ABOUT THIS TASK:
Take every line of the material below that includes the string "pixel" and copy it out.

DATA TO USE:
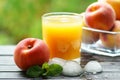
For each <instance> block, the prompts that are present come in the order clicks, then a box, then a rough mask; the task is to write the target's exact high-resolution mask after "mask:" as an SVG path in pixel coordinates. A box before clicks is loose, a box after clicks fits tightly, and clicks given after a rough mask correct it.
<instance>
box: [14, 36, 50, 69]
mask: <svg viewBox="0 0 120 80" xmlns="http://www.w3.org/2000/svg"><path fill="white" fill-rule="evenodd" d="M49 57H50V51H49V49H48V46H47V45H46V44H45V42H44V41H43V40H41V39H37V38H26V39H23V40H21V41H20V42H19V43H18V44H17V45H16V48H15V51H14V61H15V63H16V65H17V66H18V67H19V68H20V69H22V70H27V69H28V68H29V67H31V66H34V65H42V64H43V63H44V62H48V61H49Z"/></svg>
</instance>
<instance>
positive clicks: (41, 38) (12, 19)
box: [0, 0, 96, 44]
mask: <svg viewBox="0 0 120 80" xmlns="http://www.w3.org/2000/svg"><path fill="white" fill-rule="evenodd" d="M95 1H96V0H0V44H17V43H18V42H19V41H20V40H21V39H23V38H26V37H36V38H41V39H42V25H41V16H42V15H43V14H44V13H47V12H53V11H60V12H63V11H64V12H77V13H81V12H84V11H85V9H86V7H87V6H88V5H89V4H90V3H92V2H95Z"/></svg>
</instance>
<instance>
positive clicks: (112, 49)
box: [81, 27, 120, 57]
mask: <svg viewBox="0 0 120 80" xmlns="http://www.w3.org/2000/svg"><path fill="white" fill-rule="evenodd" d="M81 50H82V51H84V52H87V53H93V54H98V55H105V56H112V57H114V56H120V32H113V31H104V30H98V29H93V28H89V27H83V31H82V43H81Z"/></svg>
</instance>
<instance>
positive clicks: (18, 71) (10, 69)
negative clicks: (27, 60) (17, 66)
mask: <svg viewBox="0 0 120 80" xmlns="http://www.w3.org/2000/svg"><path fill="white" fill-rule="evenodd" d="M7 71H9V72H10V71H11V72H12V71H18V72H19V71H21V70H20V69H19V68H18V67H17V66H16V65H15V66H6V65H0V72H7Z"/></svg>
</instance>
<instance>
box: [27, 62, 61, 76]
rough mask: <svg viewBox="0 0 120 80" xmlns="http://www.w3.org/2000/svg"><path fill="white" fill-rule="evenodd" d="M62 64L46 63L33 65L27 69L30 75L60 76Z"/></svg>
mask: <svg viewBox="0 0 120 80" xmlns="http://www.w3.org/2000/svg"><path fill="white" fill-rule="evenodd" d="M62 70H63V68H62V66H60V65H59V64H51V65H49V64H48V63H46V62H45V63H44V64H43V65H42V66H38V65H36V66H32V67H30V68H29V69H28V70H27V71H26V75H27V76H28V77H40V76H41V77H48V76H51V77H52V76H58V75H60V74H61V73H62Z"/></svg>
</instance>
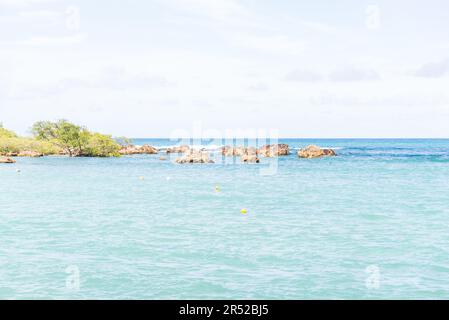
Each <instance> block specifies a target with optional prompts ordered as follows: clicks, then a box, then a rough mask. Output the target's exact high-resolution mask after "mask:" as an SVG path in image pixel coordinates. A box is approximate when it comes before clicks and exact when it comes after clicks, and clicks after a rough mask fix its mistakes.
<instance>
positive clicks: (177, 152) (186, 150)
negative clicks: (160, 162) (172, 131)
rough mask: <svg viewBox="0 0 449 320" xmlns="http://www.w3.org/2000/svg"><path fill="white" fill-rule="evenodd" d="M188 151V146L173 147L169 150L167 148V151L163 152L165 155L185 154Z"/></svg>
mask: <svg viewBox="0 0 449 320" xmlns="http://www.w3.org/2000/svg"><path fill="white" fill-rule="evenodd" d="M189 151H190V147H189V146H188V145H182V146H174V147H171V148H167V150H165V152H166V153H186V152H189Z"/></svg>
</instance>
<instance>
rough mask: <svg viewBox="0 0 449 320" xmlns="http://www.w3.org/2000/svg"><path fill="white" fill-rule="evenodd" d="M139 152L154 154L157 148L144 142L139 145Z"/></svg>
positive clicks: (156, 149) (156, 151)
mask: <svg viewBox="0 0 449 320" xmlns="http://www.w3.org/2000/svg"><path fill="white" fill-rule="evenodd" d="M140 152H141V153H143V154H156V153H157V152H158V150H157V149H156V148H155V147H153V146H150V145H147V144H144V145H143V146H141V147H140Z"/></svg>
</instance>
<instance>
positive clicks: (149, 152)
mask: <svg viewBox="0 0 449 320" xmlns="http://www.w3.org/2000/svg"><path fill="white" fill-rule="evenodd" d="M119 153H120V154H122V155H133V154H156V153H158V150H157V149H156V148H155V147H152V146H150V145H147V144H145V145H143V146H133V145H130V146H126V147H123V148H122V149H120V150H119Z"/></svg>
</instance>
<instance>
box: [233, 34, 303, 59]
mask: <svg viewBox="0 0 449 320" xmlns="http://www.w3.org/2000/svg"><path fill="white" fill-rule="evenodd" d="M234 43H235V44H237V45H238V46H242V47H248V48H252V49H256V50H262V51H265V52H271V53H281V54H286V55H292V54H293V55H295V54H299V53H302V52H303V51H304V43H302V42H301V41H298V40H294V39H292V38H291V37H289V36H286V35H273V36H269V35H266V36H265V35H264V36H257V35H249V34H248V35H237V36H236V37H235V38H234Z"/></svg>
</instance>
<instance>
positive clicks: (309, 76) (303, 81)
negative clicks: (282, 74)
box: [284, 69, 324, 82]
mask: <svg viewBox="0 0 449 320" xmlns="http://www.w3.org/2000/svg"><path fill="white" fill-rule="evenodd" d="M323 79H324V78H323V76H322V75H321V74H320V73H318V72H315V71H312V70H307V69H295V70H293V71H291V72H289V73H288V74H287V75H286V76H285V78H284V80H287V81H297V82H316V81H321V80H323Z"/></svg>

==

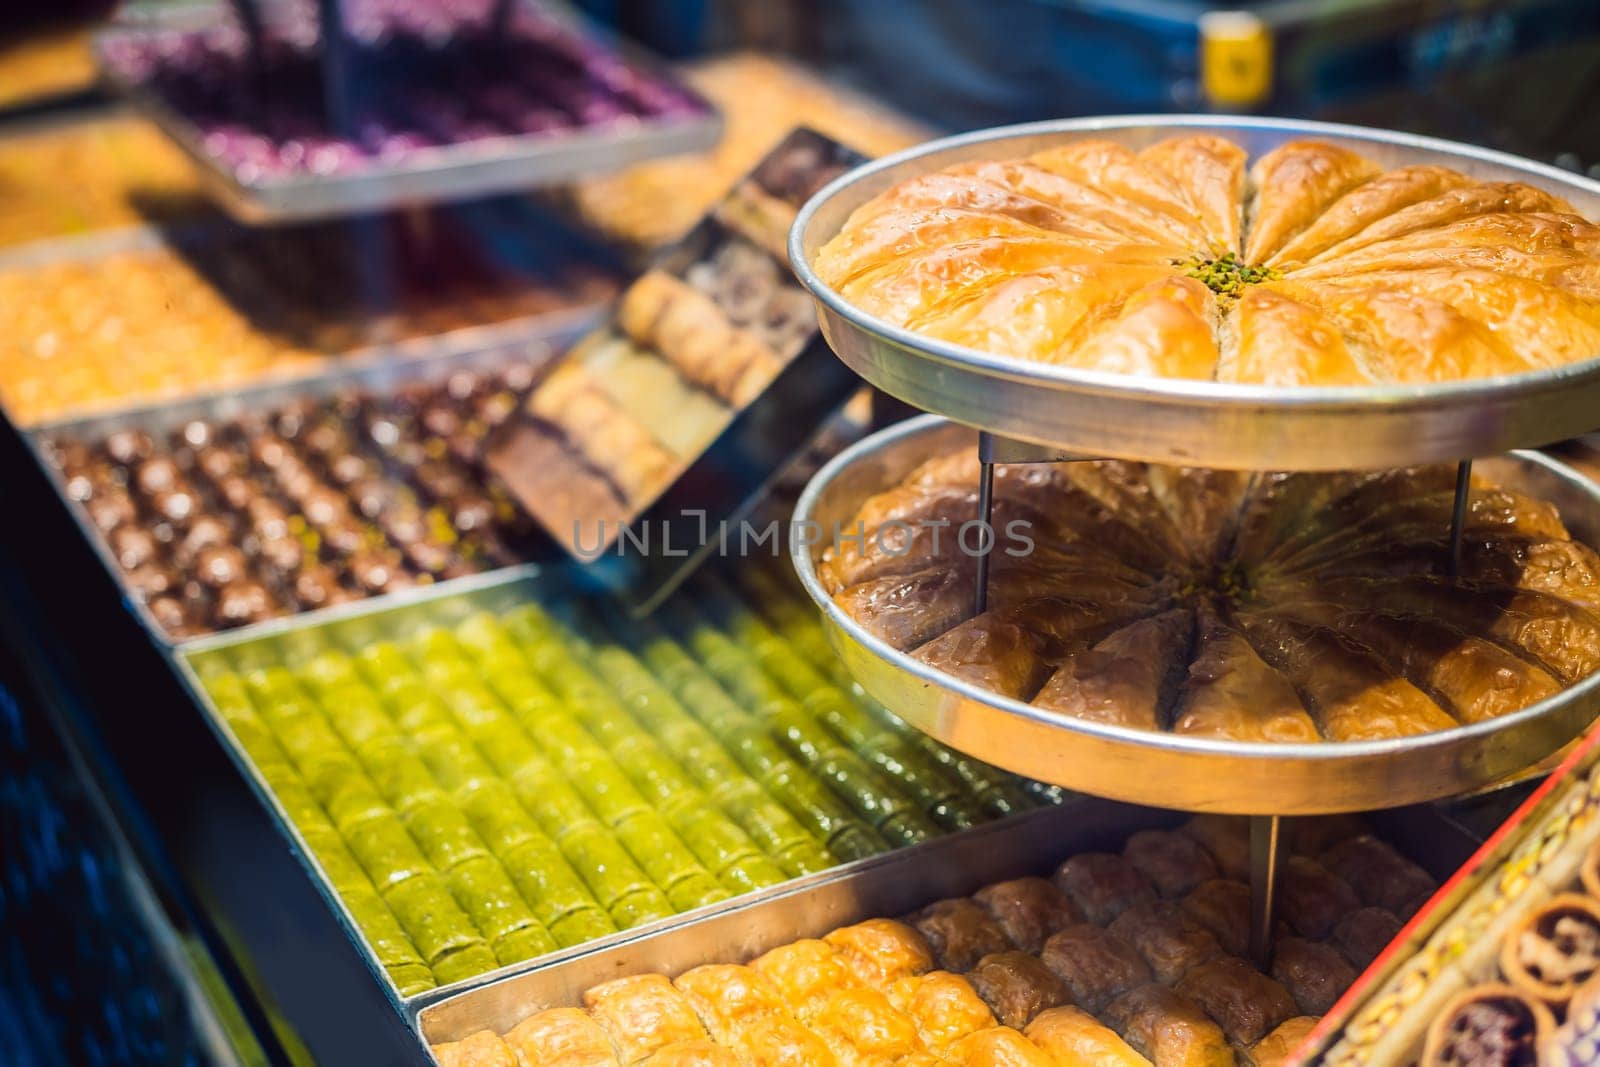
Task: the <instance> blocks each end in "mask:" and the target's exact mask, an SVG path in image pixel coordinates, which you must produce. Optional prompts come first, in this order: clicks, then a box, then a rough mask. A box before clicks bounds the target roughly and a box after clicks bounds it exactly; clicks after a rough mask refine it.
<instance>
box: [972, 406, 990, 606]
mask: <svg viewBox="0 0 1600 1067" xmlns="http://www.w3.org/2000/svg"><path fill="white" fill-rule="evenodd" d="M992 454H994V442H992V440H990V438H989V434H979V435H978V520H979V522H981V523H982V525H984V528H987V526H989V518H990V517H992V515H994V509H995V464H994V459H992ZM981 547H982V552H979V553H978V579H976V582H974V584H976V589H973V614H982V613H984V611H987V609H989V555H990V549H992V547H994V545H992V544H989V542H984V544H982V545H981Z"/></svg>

...

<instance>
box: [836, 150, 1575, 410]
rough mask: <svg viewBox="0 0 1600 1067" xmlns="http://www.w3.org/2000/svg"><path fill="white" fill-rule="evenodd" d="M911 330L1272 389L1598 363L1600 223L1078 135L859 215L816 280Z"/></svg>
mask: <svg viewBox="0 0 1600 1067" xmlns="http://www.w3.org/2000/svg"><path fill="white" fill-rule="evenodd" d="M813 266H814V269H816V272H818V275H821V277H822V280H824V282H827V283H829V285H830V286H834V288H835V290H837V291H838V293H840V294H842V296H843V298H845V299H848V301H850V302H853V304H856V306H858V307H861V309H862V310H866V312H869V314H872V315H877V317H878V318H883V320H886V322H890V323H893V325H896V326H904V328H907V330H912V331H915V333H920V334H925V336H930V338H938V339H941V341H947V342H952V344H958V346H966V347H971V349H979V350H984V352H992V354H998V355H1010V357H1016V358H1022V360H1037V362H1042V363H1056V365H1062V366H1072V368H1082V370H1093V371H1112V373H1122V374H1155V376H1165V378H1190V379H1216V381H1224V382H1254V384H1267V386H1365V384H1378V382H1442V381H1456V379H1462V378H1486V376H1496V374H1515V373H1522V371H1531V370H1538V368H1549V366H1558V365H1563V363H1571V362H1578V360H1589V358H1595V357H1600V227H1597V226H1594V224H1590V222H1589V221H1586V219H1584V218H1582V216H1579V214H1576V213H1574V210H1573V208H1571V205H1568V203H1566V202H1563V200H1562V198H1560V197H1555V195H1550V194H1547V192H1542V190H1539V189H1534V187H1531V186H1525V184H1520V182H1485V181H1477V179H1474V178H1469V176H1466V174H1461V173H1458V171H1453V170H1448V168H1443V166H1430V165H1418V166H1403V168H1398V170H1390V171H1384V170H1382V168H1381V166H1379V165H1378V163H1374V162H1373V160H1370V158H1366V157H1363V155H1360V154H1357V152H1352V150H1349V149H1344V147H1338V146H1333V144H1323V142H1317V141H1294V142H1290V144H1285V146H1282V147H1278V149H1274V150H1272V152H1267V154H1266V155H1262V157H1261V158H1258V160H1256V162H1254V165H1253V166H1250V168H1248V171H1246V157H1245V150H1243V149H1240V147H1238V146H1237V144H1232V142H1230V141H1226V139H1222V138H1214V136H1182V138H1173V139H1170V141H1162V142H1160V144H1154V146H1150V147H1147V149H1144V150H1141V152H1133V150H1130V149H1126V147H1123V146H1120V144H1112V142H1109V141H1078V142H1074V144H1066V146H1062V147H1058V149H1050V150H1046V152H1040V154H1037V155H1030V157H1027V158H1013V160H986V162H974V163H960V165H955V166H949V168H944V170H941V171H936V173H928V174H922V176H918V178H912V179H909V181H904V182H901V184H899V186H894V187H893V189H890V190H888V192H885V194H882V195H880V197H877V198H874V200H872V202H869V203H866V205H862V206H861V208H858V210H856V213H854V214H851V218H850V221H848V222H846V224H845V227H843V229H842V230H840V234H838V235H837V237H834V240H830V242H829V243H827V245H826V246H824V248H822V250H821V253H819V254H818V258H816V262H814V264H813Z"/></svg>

REPLY:
For each <instance> block, the prompts that are present come in the order clicks, then a box, then a rough mask; the task is to write the target's exact high-resolution mask after "mask:" as an SVG path in pixel coordinates. A box before clicks is loose, a box after clicks fits tightly, and clicks given after a rough mask correct it.
Each <instance> block specifies a target with optional prompts ordered as follows: clicks, then a box, then a rough mask. Output the target's exact high-resolution mask after "mask:" as an SVG path in image pixel coordinates. A box is approximate when it comes before clicks and exact when it comes after clicks, and clicks after a rough mask fix its mistakes.
Task: the <instance> blocks each end in "mask:" and the target's exact mask, an SVG path in image pixel coordinates, which you must produce. Optional prompts come first, in this order: clicks, then a box, then a rough mask. A box before clicks bounds the target roughly and a box after clicks bounds it exactly; clicks after a rough mask refine it.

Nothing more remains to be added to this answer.